[Written tasks]
**A)** List the usernames of everyone who posted in the forum thread on adding horns to a mask.
**B)** Write out, word for word, the stretch of the forum thread on adding horns to a mask from "I'd recommend prosaide" through "the silicone mask.".

[Text passage]

# Horn help for mask



## noahbody (Jun 9, 2006)

I bought a silicone mask last year....









and I want to make it look more like a gargoyle so I want to add horns.
I bought some Rubies Demon Horns and want to glue them to the mask and want to know whaT to use that will holdk and not destroy the mask.

My costume from last year, I am still wanting to add wings and update the stilts.










Thanks for the input.


----------



## Fiend4Halloween (Aug 28, 2008)

why not use Spirit gum, or some other kind of adhesive to temporarily hold it in place? It won't eat away the latex like Superglue might, then add some liquid latex to completely seal the horns. You'll only have minimal touch up to do over the latex and it shouldn't really be an issue with blending in the textures. Just a thought, good luck.


----------



## Devils Chariot (May 23, 2007)

I'd recommend prosaide or the cheaper alternative boneyardfx mask co sells. Just be careful when you take em off to go slow, so as not to possibly ruin the paint on the silicone mask.


----------



## Freak54611 (Aug 2, 2009)

If the paint is molded into the mask, I would suggest hot glue. I mess around latex and hot glue and the glue seems to come off pretty easily and you don't need much to hold either.


----------



## Robert (Apr 28, 2008)

[Data lines]
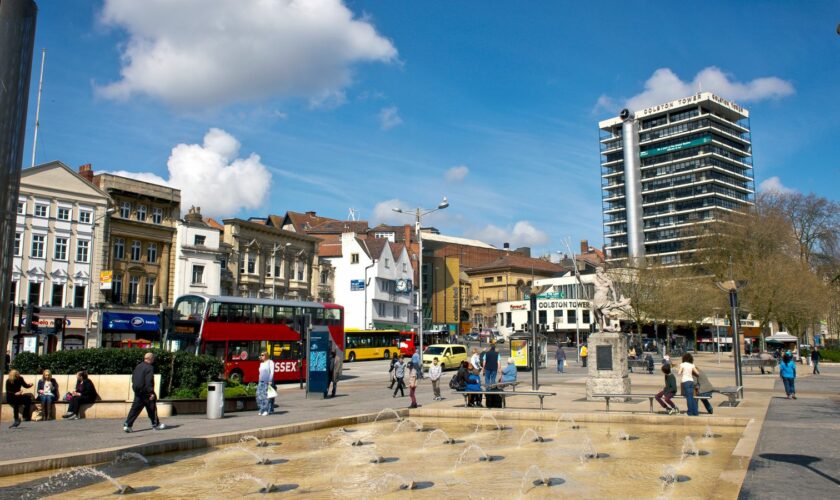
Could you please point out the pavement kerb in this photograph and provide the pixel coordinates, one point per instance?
(104, 455)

[Solutions for each task]
**A)** noahbody, Fiend4Halloween, Devils Chariot, Freak54611, Robert

**B)**
I'd recommend prosaide or the cheaper alternative boneyardfx mask co sells. Just be careful when you take em off to go slow, so as not to possibly ruin the paint on the silicone mask.